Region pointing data
☆ ☆ ☆ ☆ ☆ ☆ ☆
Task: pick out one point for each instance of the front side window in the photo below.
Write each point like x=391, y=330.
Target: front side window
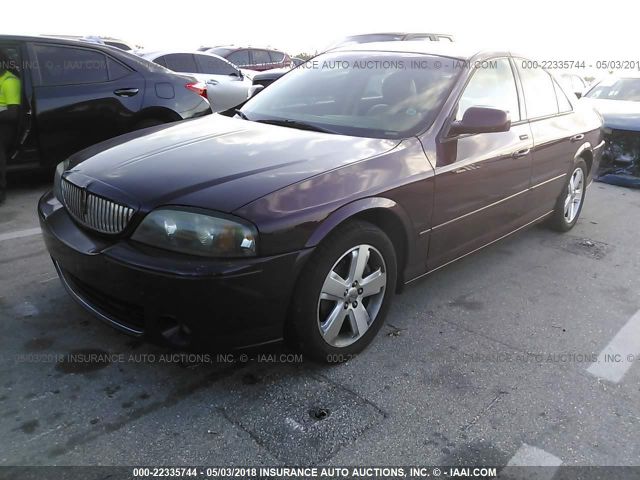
x=60, y=65
x=380, y=95
x=563, y=102
x=617, y=89
x=539, y=92
x=492, y=85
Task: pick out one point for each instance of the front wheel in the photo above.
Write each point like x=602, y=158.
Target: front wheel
x=344, y=293
x=569, y=204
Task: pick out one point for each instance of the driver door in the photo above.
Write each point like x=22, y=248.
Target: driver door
x=481, y=179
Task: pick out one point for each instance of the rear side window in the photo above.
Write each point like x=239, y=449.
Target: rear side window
x=60, y=65
x=492, y=86
x=116, y=69
x=539, y=92
x=261, y=57
x=563, y=102
x=213, y=66
x=180, y=62
x=240, y=58
x=276, y=57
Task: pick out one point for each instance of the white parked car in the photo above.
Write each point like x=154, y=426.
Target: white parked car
x=227, y=86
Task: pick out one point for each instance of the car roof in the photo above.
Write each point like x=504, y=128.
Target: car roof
x=49, y=38
x=446, y=49
x=158, y=53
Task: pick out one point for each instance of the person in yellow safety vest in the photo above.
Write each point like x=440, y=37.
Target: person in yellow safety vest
x=10, y=99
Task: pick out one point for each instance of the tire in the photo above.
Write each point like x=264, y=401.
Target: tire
x=147, y=123
x=569, y=204
x=335, y=289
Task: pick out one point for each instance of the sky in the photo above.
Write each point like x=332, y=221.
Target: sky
x=563, y=30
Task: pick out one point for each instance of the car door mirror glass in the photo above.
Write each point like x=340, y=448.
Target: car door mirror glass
x=482, y=120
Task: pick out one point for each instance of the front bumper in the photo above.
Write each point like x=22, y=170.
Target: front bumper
x=171, y=298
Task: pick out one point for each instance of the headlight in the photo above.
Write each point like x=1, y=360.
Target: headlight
x=215, y=235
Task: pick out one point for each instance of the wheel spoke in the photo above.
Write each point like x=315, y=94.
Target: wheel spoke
x=374, y=283
x=567, y=204
x=334, y=287
x=361, y=318
x=331, y=328
x=359, y=259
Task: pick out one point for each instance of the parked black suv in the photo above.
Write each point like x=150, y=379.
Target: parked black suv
x=76, y=94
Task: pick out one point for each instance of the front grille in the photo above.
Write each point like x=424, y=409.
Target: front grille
x=95, y=212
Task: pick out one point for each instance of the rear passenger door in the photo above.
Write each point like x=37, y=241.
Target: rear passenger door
x=82, y=96
x=240, y=58
x=261, y=60
x=481, y=179
x=553, y=125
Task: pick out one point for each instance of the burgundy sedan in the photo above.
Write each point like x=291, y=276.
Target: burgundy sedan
x=302, y=216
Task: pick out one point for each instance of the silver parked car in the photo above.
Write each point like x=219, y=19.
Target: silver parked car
x=227, y=85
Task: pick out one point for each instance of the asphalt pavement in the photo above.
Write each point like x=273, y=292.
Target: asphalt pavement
x=486, y=362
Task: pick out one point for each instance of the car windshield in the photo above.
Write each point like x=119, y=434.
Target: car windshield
x=379, y=95
x=617, y=89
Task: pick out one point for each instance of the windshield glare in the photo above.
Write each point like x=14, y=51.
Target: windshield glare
x=379, y=95
x=617, y=89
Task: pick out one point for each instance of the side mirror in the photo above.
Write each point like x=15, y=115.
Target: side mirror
x=254, y=90
x=481, y=120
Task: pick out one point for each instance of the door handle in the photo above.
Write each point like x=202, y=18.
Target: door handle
x=126, y=92
x=521, y=153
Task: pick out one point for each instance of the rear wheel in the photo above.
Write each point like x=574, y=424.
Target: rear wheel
x=570, y=202
x=344, y=293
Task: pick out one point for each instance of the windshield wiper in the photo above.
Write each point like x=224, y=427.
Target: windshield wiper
x=296, y=124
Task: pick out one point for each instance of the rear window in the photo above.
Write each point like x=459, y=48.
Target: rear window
x=614, y=88
x=539, y=91
x=60, y=65
x=239, y=58
x=276, y=57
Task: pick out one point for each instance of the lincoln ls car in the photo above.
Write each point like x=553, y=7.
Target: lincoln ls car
x=300, y=215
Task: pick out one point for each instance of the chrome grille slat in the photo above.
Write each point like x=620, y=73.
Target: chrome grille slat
x=99, y=214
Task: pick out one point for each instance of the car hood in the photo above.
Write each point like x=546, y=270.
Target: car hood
x=618, y=114
x=215, y=162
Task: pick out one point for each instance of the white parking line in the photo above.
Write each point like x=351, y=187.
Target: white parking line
x=19, y=234
x=617, y=357
x=528, y=456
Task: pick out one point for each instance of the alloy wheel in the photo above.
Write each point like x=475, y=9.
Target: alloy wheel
☆ ☆ ☆ ☆ ☆ ☆ ☆
- [WORK TASK]: Before copying, set the pictures aside; then reproduce each entry above exactly.

- [OUTPUT BELOW]:
Task: pick out one point for each instance of the front side window in the photo below.
Write each point like x=391, y=330.
Target: front side window
x=60, y=65
x=380, y=95
x=563, y=102
x=617, y=89
x=539, y=92
x=492, y=85
Task: pick out one point for each instance of the front wheel in the photo above.
Write each point like x=602, y=158.
Target: front wheel
x=344, y=293
x=569, y=204
Task: pick out one point for each instance of the driver door in the photo above.
Write each point like x=22, y=248.
Target: driver door
x=481, y=179
Task: pick out one point for each instance of the rear side window in the photo above.
Write each point like x=239, y=449.
Target: rear side window
x=60, y=65
x=492, y=86
x=116, y=69
x=539, y=92
x=261, y=57
x=563, y=102
x=213, y=66
x=180, y=62
x=240, y=58
x=276, y=57
Task: pick out one point for each instance of the white parked car in the photo above.
Write each point like x=154, y=426.
Target: white parked car
x=227, y=86
Task: pick out one point for each instance of the car roof in the photo above.
Write each point like x=504, y=128.
Target: car roof
x=49, y=38
x=446, y=49
x=158, y=53
Task: pick out one point for each instance of the person in yellow safety vest in the photo above.
Write each point like x=440, y=37.
Target: person in yellow safety vest
x=10, y=99
Task: pick out one point for each instance of the tire in the photo above.
Write each point like x=264, y=401.
Target: tire
x=147, y=123
x=569, y=204
x=335, y=289
Task: pick out one point for each instance of the sky in the photo above.
Write each point like x=332, y=221.
Target: sky
x=563, y=30
Task: pick out one point for each instance of the car door mirror glass in the photo above.
Write each point like x=340, y=448.
Target: car door mirror glass
x=482, y=120
Task: pick out one point for each instance of the front bumper in the photo above.
Write each point like x=22, y=170.
Target: front bumper
x=171, y=298
Task: pick out one point for each instance of the headlight in the photo above.
Write each point like x=1, y=360.
Target: headlight
x=215, y=235
Task: pick out one point for each instance of the wheel spoke in the photo above.
Write each point like x=315, y=94.
Target: wheel spoke
x=374, y=283
x=567, y=204
x=334, y=287
x=361, y=318
x=331, y=328
x=359, y=259
Task: pick out one point for each instance of the parked black suv in the photo above.
Write each point like x=150, y=379.
Target: parked black suv
x=76, y=94
Task: pick out one point for each instance of the front grille in the photo above.
Write each point like x=424, y=409.
Target: front grille
x=95, y=212
Task: pick out one point for each instance of the rear passenger door in the photo above.
Write each point like x=37, y=241.
Target: rear passenger door
x=82, y=96
x=240, y=58
x=261, y=60
x=481, y=179
x=553, y=125
Task: pick out one point for each instance of the burgundy sedan in the photo above.
Write each point like x=291, y=276.
Target: burgundy sedan
x=302, y=216
Task: pick out one point for each instance of the silver parked car in the photo above.
Write each point like x=219, y=19.
Target: silver parked car
x=227, y=85
Task: pick out one point for each instance of the asphalt pavement in the photo above.
Write each point like x=273, y=292.
Target: asphalt pavement
x=486, y=362
Task: pick out one point for each instance of the car windshield in the photo above.
Write each point like x=119, y=434.
Target: car windshield
x=379, y=95
x=617, y=89
Task: pick out one point for each instance of the windshield glare in the photo above.
Write each point like x=14, y=51.
Target: windshield glare
x=379, y=95
x=617, y=89
Task: pick out one point for each instance of the side mirror in the photo above.
Write each point like x=15, y=115.
Target: side mirror
x=254, y=90
x=481, y=120
Task: pick out one point for each instance of the door handle in the photo above.
Write each point like x=202, y=18.
Target: door handle
x=126, y=92
x=521, y=153
Task: pick out one point for each instance of the rear wheel in the photo above.
Write each point like x=574, y=424.
Target: rear wheel
x=570, y=202
x=344, y=293
Task: pick out one point for each instance of the windshield wiper in the photo above.
Write each point like x=224, y=427.
Target: windshield wiper
x=296, y=124
Task: pick out one point for each instance of the rear window in the photo above.
Write each point like x=459, y=48.
Target: rear window
x=614, y=88
x=539, y=91
x=60, y=65
x=239, y=58
x=276, y=57
Task: pick out one point for each instance of the lincoln ls car in the photo above.
Write each point like x=553, y=7.
Target: lincoln ls car
x=300, y=215
Task: pick out one point for each instance of the chrome grille slat in the photo above.
Write each point like x=620, y=73.
Target: chrome grille slat
x=99, y=214
Task: pick out one point for each instance of the car hood in the photo above.
Write each point like x=546, y=270.
Target: car hood
x=618, y=114
x=215, y=162
Task: pick out one point for each instance of the white parking line in the photo above.
Write each point like x=351, y=187.
Target: white parking line
x=19, y=234
x=617, y=357
x=528, y=456
Task: pick out one point for each instance of the alloy wheel in the photo above.
Write each point like x=475, y=9.
Target: alloy wheel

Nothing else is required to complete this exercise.